Short problem.
Can you quote exactly the stretch of lines from the one with "Task: point at every instance of the dirt" through the final line of the material, both ends included?
□ □ □ □ □ □ □
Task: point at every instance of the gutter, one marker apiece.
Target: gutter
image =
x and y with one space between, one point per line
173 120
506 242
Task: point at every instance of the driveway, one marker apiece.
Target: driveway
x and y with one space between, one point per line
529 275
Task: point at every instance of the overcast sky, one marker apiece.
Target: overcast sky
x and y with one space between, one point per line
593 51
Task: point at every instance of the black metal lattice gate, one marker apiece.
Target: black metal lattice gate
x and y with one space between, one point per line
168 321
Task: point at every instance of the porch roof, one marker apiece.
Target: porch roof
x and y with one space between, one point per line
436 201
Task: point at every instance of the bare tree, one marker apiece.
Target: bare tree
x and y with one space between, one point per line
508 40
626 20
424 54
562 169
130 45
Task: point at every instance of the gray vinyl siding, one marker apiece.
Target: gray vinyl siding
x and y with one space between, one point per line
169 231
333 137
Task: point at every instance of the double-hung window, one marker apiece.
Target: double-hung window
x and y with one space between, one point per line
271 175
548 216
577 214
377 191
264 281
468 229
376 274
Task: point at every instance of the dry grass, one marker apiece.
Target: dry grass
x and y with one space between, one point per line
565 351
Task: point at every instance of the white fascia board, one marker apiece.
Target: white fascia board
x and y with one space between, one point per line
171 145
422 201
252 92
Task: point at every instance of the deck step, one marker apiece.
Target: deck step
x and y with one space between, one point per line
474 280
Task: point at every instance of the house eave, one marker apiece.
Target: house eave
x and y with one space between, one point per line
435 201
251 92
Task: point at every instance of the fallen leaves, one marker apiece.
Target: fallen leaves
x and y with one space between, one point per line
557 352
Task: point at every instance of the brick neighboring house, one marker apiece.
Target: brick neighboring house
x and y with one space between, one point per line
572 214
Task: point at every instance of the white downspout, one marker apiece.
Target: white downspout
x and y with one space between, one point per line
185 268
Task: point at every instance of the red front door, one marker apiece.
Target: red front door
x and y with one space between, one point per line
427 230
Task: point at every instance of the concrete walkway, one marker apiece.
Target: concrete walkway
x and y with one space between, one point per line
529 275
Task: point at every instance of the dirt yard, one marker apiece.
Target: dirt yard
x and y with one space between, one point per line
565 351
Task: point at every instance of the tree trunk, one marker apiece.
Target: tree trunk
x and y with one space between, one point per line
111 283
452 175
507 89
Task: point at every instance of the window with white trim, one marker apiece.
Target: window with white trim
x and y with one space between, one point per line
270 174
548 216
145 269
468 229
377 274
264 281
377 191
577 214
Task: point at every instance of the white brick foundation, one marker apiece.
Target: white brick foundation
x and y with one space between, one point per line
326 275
□ □ □ □ □ □ □
Output of the exercise.
Task: point at every instance of the dirt yard, one marker apiece.
Target: dirt yard
x and y with one space between, one point per line
565 351
Task: point at every instance of the tree trunk, one marker apiece.
Target: tree trunk
x and y with one space between, one point per line
111 283
452 175
507 89
Task: point at every instance of the window with white trim, one marker apiece.
Target: window with white trim
x and y with one space between, one point per line
270 174
548 216
145 269
468 229
377 274
264 281
377 191
577 214
Task: point at every instance of the white brick foundation, one marker apiece.
Target: white brick foundation
x and y with one space between, one point per line
326 275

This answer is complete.